ACTIVITY » Transcribe, with complete accuracy, all of the entries below except for the pictures.

Data excerpts:
--------

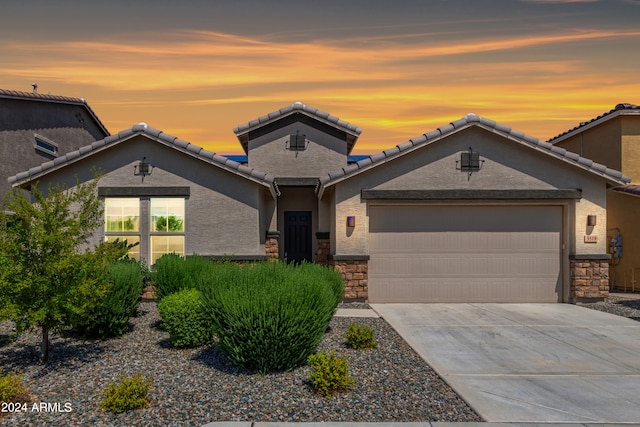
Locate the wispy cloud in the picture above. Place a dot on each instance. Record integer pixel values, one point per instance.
(205, 59)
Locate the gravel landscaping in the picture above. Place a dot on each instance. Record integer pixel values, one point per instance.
(198, 386)
(626, 305)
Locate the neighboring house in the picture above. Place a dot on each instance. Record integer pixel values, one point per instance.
(613, 139)
(472, 211)
(35, 128)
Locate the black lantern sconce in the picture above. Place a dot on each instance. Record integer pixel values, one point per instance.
(143, 168)
(469, 162)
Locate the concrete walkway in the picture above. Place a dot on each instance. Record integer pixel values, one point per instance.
(529, 363)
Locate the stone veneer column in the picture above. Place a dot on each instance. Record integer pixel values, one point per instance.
(589, 277)
(354, 269)
(272, 245)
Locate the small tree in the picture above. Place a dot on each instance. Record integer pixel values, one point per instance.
(50, 278)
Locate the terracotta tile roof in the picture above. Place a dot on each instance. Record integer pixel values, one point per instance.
(30, 96)
(633, 189)
(156, 135)
(465, 122)
(352, 131)
(617, 110)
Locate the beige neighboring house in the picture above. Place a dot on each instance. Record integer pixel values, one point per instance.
(613, 139)
(473, 211)
(35, 128)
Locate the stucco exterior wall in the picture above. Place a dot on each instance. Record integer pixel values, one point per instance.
(507, 165)
(324, 153)
(600, 144)
(221, 213)
(631, 147)
(20, 120)
(623, 214)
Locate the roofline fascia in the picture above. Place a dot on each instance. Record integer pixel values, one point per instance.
(298, 111)
(27, 182)
(322, 186)
(592, 124)
(71, 101)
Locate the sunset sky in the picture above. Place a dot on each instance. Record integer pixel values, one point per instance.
(196, 68)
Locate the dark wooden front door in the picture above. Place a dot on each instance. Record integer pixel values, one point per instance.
(297, 236)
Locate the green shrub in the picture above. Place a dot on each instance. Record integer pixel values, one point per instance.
(271, 316)
(360, 337)
(172, 273)
(128, 393)
(12, 389)
(330, 373)
(183, 316)
(111, 316)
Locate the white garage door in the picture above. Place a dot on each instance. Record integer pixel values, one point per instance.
(465, 253)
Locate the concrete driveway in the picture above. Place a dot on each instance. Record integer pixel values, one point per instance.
(529, 362)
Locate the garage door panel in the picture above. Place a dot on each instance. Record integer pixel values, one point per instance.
(452, 290)
(422, 242)
(472, 266)
(462, 264)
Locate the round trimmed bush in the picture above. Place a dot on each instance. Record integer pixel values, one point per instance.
(271, 316)
(184, 318)
(110, 318)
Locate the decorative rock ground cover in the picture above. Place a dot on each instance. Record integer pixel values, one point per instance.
(198, 386)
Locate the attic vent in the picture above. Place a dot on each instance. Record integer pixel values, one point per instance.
(297, 142)
(469, 162)
(45, 145)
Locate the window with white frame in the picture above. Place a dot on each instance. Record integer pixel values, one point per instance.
(166, 226)
(122, 222)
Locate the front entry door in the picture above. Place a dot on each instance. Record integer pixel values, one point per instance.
(297, 236)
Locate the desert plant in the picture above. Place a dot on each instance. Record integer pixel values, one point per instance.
(172, 273)
(126, 394)
(52, 279)
(184, 318)
(360, 337)
(111, 315)
(12, 388)
(271, 316)
(330, 374)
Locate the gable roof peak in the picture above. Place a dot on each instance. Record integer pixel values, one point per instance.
(352, 132)
(622, 108)
(465, 122)
(185, 147)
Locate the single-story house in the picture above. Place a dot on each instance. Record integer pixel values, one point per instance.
(472, 211)
(613, 139)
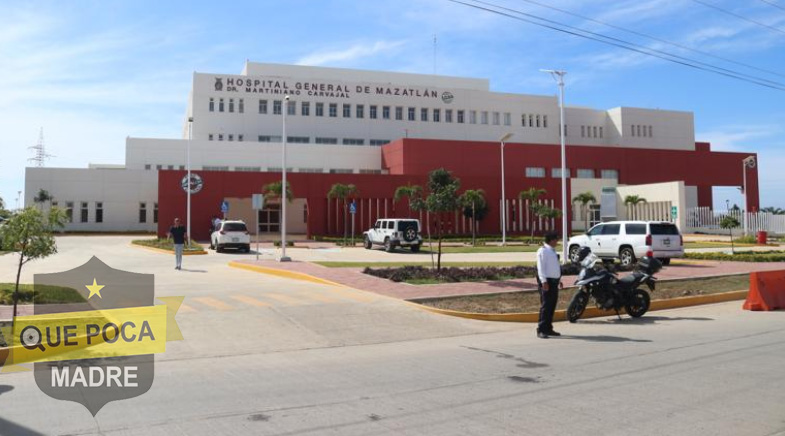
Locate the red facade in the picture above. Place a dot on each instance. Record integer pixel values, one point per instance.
(476, 164)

--------

EXERCISE SOLUTION »
Locate the wispy cloud in the picture above. Place a dot on each instance. Record integer pixel values, one point per instance.
(205, 59)
Locate the gravel landscaping in the picture above. Place a dot on each instance. Record integer pixel values, one point per instance.
(198, 386)
(626, 305)
Locate the neighboring house in the picture above. Place a dot on each instance. Record integer pixel values, one point per instance.
(613, 139)
(472, 211)
(35, 128)
Locate the black lantern sconce in the picture above. Place a dot on each instance. Record integer pixel values, one point per instance.
(143, 168)
(469, 162)
Locate the concrete walkway in the picture above. Place a dot on each instance. Record integer pixel values, one point per instance.
(529, 363)
Locate the stone veneer column in the picture above. Place a dot on each instance. Record integer pixel values, one point per instance.
(589, 277)
(354, 269)
(272, 245)
Locate the small tree in the picture above. Place a dot on each instance. Record integer pixel values, one point per instance.
(50, 278)
Locate the terracotta tile roof in the picture above. Place a dot on each instance. Record integer pixel values, one point per instance.
(30, 96)
(633, 189)
(156, 135)
(465, 122)
(352, 131)
(617, 110)
Locate the beige neighboring house in the picture above. Place a dot on each instance. Record integer pixel values, one point per instance.
(613, 139)
(473, 211)
(35, 128)
Locate the stucco exterior wall in the picture above. Place a dot on each instance. Record integer pixel values, one point per instance.
(507, 165)
(324, 153)
(600, 144)
(221, 213)
(631, 147)
(20, 120)
(623, 214)
Locate the roofline fascia in the picture above. Place a dot on each instance. Record integer pixel values, one point per instance.
(298, 111)
(27, 182)
(322, 186)
(592, 124)
(71, 101)
Locate the sunset sky in the picture above. Place a dot on each instance. Record integer pixel values, one point per instance.
(196, 68)
Locate the dark wooden front door in the picture above. Place a dot on each instance. Record integer pixel values, one point per instance.
(297, 236)
Locate the green shrub in the picture above. Place a dot on each instance. Record integer pixel values, one point per instance.
(271, 316)
(360, 337)
(172, 273)
(128, 393)
(12, 389)
(330, 373)
(183, 316)
(111, 316)
Locate the white garage door in the picture above. Place a dot on each instance. Record integer pixel values, one point per instance.
(465, 253)
Locate the concrete driveway in the picture above. Place a dot on each instance. Record integer pixel values, one point per instance.
(529, 362)
Locate the garage door panel in the picture above. Place a dot on each instance. Record integer pixel values, one point per instance.
(452, 290)
(422, 242)
(472, 266)
(462, 264)
Locate the round trimmed bush in the picture above. Place a dot on each instance. Record integer pixel values, one point per instance.
(271, 316)
(184, 318)
(110, 318)
Locate the decorative rock ground cover in the picture above. Place a dot on each instance. Record integer pixel values, one point per instance.
(198, 386)
Locate the attic vent in the picture above. Place a dot on each instance. Record integer pixel values, one point per instance.
(297, 142)
(469, 162)
(45, 145)
Locate the window with white frame in the picture above. Place a dot on each instance. Record integer pixel values, one point per instance.
(166, 226)
(122, 222)
Locate the front entry door in the picture above. Place a dot on each instance. Record integer pixel values, one point per instance.
(297, 236)
Locate the desert plant in the picture above. Place a dot on each instance. Record integer pixel values, one point per instance.
(172, 273)
(126, 394)
(52, 279)
(184, 318)
(360, 337)
(111, 315)
(12, 388)
(271, 316)
(330, 374)
Locate the gable roof peak in the picture above. Place a dot on each instance. Record integer pixel values, one point per instance.
(352, 132)
(622, 108)
(465, 122)
(185, 147)
Locate the single-story house in the picture above. Place a dot on each instance. Record integer pixel values, one point per instance.
(472, 211)
(613, 139)
Locate the red facade in the picture above. Place a dot on each instance. Record integer pixel values, one point per instance.
(476, 164)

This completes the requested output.